§ Short exercise
Copy out, exactly as given, every line from the line with "compact form (829,691)." to the end of the listing, both of those lines included.

§ Data shown
= = =

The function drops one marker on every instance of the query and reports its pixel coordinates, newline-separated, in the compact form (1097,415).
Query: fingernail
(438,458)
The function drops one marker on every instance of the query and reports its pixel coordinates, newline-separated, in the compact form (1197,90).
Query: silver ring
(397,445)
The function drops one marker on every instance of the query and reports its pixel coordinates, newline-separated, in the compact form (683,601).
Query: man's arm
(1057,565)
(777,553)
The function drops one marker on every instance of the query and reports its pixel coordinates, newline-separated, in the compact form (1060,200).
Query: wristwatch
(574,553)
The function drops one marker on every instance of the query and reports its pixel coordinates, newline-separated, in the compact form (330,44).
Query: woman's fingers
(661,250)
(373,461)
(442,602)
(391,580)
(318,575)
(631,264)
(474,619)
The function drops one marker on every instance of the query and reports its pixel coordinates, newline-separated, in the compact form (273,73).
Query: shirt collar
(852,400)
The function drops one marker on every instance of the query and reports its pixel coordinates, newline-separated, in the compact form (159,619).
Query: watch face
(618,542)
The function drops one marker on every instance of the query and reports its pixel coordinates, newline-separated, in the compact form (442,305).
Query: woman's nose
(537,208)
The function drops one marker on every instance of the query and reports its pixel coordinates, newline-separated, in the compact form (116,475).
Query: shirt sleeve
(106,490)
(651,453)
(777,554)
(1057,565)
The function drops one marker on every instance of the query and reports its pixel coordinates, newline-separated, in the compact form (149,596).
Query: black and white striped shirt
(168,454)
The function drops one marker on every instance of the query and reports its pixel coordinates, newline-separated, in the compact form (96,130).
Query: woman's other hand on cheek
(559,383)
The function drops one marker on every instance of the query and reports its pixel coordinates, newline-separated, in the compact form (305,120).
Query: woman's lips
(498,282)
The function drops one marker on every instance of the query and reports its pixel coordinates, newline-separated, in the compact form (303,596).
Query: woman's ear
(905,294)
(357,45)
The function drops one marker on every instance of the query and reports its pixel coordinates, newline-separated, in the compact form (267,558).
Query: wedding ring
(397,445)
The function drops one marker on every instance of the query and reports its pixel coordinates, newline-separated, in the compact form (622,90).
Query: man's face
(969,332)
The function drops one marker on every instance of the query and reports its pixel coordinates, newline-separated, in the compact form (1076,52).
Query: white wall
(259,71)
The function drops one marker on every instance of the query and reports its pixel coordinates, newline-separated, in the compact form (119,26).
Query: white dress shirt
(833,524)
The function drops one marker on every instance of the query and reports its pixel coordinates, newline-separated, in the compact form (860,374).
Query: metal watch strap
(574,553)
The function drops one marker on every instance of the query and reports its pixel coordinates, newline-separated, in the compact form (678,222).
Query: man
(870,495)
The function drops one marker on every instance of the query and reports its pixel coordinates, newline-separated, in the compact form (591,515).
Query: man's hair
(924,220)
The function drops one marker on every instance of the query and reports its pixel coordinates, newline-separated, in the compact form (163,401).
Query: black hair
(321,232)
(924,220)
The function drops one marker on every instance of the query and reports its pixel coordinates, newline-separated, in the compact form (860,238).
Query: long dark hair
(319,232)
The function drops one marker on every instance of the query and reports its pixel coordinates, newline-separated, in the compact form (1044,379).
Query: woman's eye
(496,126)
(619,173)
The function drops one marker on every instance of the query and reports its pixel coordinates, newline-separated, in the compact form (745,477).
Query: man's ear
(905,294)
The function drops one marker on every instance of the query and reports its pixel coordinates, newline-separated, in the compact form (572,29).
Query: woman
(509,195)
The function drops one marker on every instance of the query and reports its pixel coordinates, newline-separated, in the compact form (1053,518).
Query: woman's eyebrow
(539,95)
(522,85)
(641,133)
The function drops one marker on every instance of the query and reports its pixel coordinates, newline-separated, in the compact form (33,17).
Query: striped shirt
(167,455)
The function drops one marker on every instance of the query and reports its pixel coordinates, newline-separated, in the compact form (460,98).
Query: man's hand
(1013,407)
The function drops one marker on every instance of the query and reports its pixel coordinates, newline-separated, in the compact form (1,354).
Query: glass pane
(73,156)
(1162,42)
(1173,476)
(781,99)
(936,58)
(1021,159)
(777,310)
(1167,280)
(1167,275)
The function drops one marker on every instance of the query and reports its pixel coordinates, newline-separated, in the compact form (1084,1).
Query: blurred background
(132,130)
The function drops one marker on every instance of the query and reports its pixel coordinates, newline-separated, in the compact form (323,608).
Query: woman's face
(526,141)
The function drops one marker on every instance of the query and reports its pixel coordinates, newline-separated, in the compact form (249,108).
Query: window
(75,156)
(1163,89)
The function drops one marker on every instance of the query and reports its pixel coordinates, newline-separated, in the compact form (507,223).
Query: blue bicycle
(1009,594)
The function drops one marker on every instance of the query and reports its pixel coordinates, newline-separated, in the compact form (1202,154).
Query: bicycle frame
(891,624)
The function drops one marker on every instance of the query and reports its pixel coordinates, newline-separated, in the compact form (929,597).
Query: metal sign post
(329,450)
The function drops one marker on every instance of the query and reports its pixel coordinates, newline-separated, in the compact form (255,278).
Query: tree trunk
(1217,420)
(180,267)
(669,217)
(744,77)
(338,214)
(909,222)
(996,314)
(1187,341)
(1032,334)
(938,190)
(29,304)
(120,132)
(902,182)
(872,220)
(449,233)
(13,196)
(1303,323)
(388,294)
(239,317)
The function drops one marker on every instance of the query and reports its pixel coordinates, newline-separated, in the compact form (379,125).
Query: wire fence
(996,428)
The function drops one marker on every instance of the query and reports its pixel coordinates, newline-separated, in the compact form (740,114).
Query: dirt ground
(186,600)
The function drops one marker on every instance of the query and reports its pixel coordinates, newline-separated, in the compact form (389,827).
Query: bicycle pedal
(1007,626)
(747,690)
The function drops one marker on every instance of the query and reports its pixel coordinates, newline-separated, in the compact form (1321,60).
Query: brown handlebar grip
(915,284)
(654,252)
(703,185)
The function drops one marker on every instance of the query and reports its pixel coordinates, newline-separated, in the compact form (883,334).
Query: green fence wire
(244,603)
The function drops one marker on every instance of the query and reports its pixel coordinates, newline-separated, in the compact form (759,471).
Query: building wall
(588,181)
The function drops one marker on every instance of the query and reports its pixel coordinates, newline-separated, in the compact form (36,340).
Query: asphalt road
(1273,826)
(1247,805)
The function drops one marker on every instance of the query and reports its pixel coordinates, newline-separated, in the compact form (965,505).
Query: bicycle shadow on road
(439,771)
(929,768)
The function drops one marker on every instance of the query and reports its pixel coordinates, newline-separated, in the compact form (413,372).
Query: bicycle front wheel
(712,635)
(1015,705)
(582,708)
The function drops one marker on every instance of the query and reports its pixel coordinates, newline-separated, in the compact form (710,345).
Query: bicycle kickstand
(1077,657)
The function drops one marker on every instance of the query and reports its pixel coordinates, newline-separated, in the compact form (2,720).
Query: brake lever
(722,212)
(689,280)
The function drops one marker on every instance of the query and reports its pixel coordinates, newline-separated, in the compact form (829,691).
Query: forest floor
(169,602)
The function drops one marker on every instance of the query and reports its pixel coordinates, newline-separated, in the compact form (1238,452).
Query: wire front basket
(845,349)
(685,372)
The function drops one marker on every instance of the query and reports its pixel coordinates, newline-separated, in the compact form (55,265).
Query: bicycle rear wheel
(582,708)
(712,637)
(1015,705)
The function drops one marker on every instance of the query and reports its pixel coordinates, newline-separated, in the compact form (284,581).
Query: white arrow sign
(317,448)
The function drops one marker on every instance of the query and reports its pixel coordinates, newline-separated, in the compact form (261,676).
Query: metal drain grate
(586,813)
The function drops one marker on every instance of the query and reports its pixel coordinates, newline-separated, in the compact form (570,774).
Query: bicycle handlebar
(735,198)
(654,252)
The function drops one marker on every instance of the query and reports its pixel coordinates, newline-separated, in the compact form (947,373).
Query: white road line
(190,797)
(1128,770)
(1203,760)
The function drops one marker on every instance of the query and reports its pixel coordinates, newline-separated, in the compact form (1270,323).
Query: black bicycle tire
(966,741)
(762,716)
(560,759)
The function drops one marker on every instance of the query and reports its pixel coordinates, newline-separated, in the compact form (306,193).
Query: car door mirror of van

= = =

§ Right answer
The function drops one marker on every instance of the query and reports its pixel coordinates, newline-separated, in the compact form (829,691).
Query: forest floor
(169,602)
The function drops one marker on every instance of the query and reports its pixel coordinates, newline-separated, in the compact form (1238,452).
Query: wire front basket
(845,349)
(685,372)
The function drops one marker on every instance of the query and reports its pixel coordinates, newline-separated, in the compact form (55,265).
Query: bicycle rear wheel
(582,708)
(712,637)
(1015,705)
The function drops one marker on every instance of the query and reports its pixel coordinates, newline-separated, in the compact form (284,581).
Query: white arrow sign
(317,448)
The function drops one marker on every instance of the query and reports its pixel coordinates, newline-separated, in the compact form (261,676).
Query: metal drain grate
(586,813)
The function drops one marker on every instance of the query and reports its pixel coordinates, newline-separated, in the compact form (570,774).
Query: bicycle handlebar
(735,198)
(654,252)
The function drops one marker on every instance of the query and reports its pixel coordinates, newline-separated, in the compact form (947,373).
Query: white road line
(190,797)
(1128,770)
(1203,760)
The function drops one marker on every instance of the query and reports its pixel coordinates, newline-separated, in the compact form (1270,323).
Query: black bicycle tire
(966,741)
(762,716)
(560,759)
The function drops one marker on every instance of the query and reports its pixel coordinates, newline-separated, in the compact form (306,193).
Query: car door mirror of van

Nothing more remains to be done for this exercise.